====== TEXTO PROPORCIONADO ======

Pero la realidad marca otra cosa: “Si seguimos trabajando con los chicos cuatro horas al día, con la mitad de los profesionales que debiéramos tener y a veces pensando más en que vamos a tener que cerrar la institución por falta de recursos que en el proceso del chico, los plazos empiezan a estirarse cada vez más”.

Por su parte, el joven que logró rehacer su vida, asegura que la Casa siempre les propone salir de la calle. “Pero es muy difícil que la Casa se acerque a la familia, porque primero la familia tiene que reconocer que tiene errores. No es que el chico se va de la casa porque sí, porque quiere o porque le gusta estar en la calle. Eso es totalmente mentira. La motivación y el acompañamiento de la Casa siempre estuvo. Dentro de esos años, desde los 14 hasta los 18, se dio el quiebre por todo el trabajo que se hizo en la Casa. Eso me llevó a ver que no me llevaba a nada estar en la calle”, reconoció.

La relación con el Estado
La contracara, para este joven, fueron las instituciones estatales. “Nos metían presos en Juveniles, en el Hogar de Prevención tampoco me querían tener. A mí no me gustaba, como a todo chico o adolescente, estar encerrado en un lugar donde tenés un tapial de dos metros, más allá de ser delincuente o no. Yo lo que buscaba era salir de la situación en la que estaba, pero haciendo algo. En el único lugar que podía conseguirlo era en Juan Diego, pero tenía que aclarar las cosas como eran. Primero uno tenía que reconocer que estaba mal, trabajar con la familia y confiar para poder salir de donde estaba”, dijo.

—¿Cómo creés que resuelve el Estado la relación con los menores en situación de calle?

======

• INSTRUCCIÓN DADA
Reproduce completo y sin ningún cambio el texto de arriba sobre los jóvenes en situación de calle.

====== ENTRADAS DE DATOS ======

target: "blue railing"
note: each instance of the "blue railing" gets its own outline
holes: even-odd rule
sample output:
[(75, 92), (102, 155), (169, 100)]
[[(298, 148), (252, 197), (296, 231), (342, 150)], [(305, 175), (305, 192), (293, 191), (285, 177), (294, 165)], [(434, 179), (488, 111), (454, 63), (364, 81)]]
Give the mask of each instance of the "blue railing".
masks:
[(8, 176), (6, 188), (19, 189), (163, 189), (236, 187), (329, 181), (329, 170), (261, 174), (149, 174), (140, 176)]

======

• RESPUESTA A CONTINUACIÓN
Pero la realidad marca otra cosa: “Si seguimos trabajando con los chicos cuatro horas al día, con la mitad de los profesionales que debiéramos tener y a veces pensando más en que vamos a tener que cerrar la institución por falta de recursos que en el proceso del chico, los plazos empiezan a estirarse cada vez más”.

Por su parte, el joven que logró rehacer su vida, asegura que la Casa siempre les propone salir de la calle. “Pero es muy difícil que la Casa se acerque a la familia, porque primero la familia tiene que reconocer que tiene errores. No es que el chico se va de la casa porque sí, porque quiere o porque le gusta estar en la calle. Eso es totalmente mentira. La motivación y el acompañamiento de la Casa siempre estuvo. Dentro de esos años, desde los 14 hasta los 18, se dio el quiebre por todo el trabajo que se hizo en la Casa. Eso me llevó a ver que no me llevaba a nada estar en la calle”, reconoció.

La relación con el Estado
La contracara, para este joven, fueron las instituciones estatales. “Nos metían presos en Juveniles, en el Hogar de Prevención tampoco me querían tener. A mí no me gustaba, como a todo chico o adolescente, estar encerrado en un lugar donde tenés un tapial de dos metros, más allá de ser delincuente o no. Yo lo que buscaba era salir de la situación en la que estaba, pero haciendo algo. En el único lugar que podía conseguirlo era en Juan Diego, pero tenía que aclarar las cosas como eran. Primero uno tenía que reconocer que estaba mal, trabajar con la familia y confiar para poder salir de donde estaba”, dijo.

—¿Cómo creés que resuelve el Estado la relación con los menores en situación de calle?